Gleaves-class destroyer

USS Mervine (DD-489/DMS-31), a , was the second ship of the United States Navy to be named for Rear Admiral William Mervine, who served during the War of 1812, the Mexican–American War and the American Civil War. Mervine was laid down on 3 November 1941 by the Federal Shipbuilding & Dry Dock Company of Kearny, New Jersey and launched on 3 May 1942, sponsored by Miss Mildred Mervine great-granddaughter of the admiral. The ship was commissioned on 17 June 1942.

==History==
Following a shakedown cruise off Cuba, Mervine reported for duty with the Gulf Sea Frontier at New Orleans, 30 August 1942. Assigned to escort work, she accompanied merchantmen as they plied the Gulf and West Indian shipping lanes, which during the preceding months had gained the dubious distinction of suffering the heaviest losses to U-boat activity in the eastern Atlantic.

In October Mervine left the gulf and steamed to Norfolk where she Joined Task Force 34 (TF 34) and sailed east. Toward midnight on 7 November she arrived off Safi, Morocco, and took up her station for Operation TORCH the invasion of North Africa. During the landings on 8 November, she acted as control vessel and provided fire support for the assault forces on Red Beach, north of Safi. She remained on patrol in the area for the next five days and then returned to New York. There she resumed escort assignments and for the next seven months guarded coastal and transatlantic convoys.

On 8 June 1943 Mervine departed with TF 65 for North Africa. Arriving at Mers-el-Kebir on 22 June, she joined TF 85 and on 5 July departed for Sicily and Operation HUSKY. From 10 July through 13 July, she cruised off Scoglitti and along the coast of the Camerina Plain, providing fire support for the 7th Army's assault troops. She then returned to escort work in the North Atlantic and the Mediterranean.

In late October 1943 the troopships of convoy KMF25 left Liverpool bound for Alexandria. Mervine was the escort flagship when the convoy was attacked by German bombers off the coast of Algeria on 6 November 1943; and rescued over 600 survivors, including 100 nurses, from two ships sunk by the attack. Without facilities for so many passengers, Mervine transported the survivors to Malta within 24 hours.

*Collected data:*
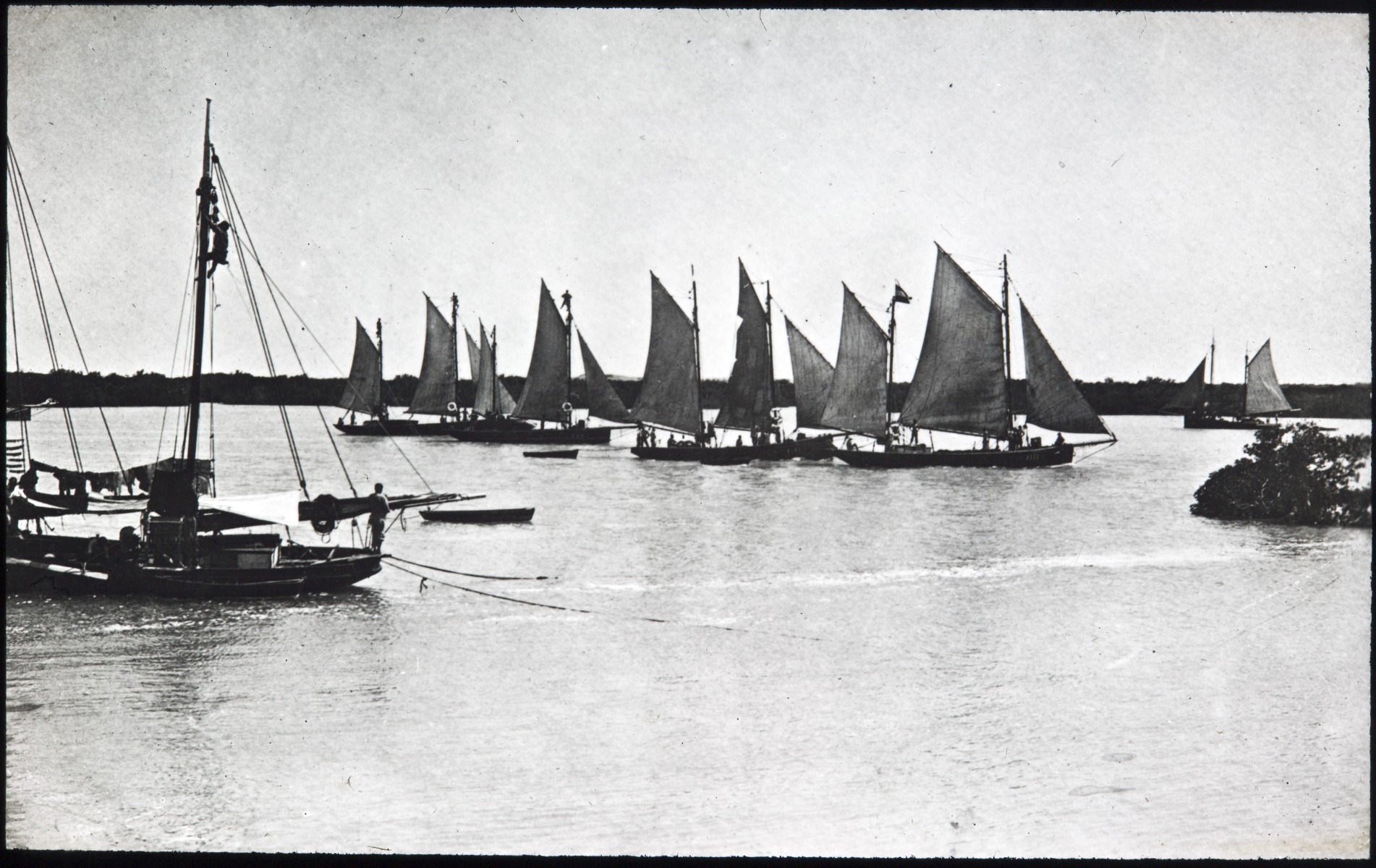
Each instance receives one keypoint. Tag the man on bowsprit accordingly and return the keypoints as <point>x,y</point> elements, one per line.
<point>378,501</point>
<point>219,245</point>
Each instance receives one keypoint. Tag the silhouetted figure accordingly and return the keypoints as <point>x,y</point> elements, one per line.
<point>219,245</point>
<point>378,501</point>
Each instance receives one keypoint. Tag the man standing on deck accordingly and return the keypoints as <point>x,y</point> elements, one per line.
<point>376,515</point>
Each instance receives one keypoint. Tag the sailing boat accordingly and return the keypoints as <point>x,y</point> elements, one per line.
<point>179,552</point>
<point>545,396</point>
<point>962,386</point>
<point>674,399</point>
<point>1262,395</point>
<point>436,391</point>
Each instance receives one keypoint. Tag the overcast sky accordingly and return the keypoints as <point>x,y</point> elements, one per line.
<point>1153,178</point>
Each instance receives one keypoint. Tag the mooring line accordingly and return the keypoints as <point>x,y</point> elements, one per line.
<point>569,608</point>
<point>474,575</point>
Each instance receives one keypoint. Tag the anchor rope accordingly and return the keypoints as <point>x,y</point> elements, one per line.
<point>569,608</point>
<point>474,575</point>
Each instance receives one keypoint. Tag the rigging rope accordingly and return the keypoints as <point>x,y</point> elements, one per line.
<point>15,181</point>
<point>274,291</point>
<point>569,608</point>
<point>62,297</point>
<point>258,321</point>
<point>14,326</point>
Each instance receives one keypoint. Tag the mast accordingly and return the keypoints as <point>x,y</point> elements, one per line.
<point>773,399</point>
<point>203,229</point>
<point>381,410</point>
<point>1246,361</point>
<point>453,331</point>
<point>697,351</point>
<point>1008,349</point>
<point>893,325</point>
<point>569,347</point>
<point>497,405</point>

*EXERCISE DESCRIPTION:*
In the USS Mervine text, rewrite the part starting at "On 8 June 1943" and ending at "and the Mediterranean.", replacing "assault troops" with "landing forces".

*SOLUTION TO THE PROBLEM:*
On 8 June 1943 Mervine departed with TF 65 for North Africa. Arriving at Mers-el-Kebir on 22 June, she joined TF 85 and on 5 July departed for Sicily and Operation HUSKY. From 10 July through 13 July, she cruised off Scoglitti and along the coast of the Camerina Plain, providing fire support for the 7th Army's landing forces. She then returned to escort work in the North Atlantic and the Mediterranean.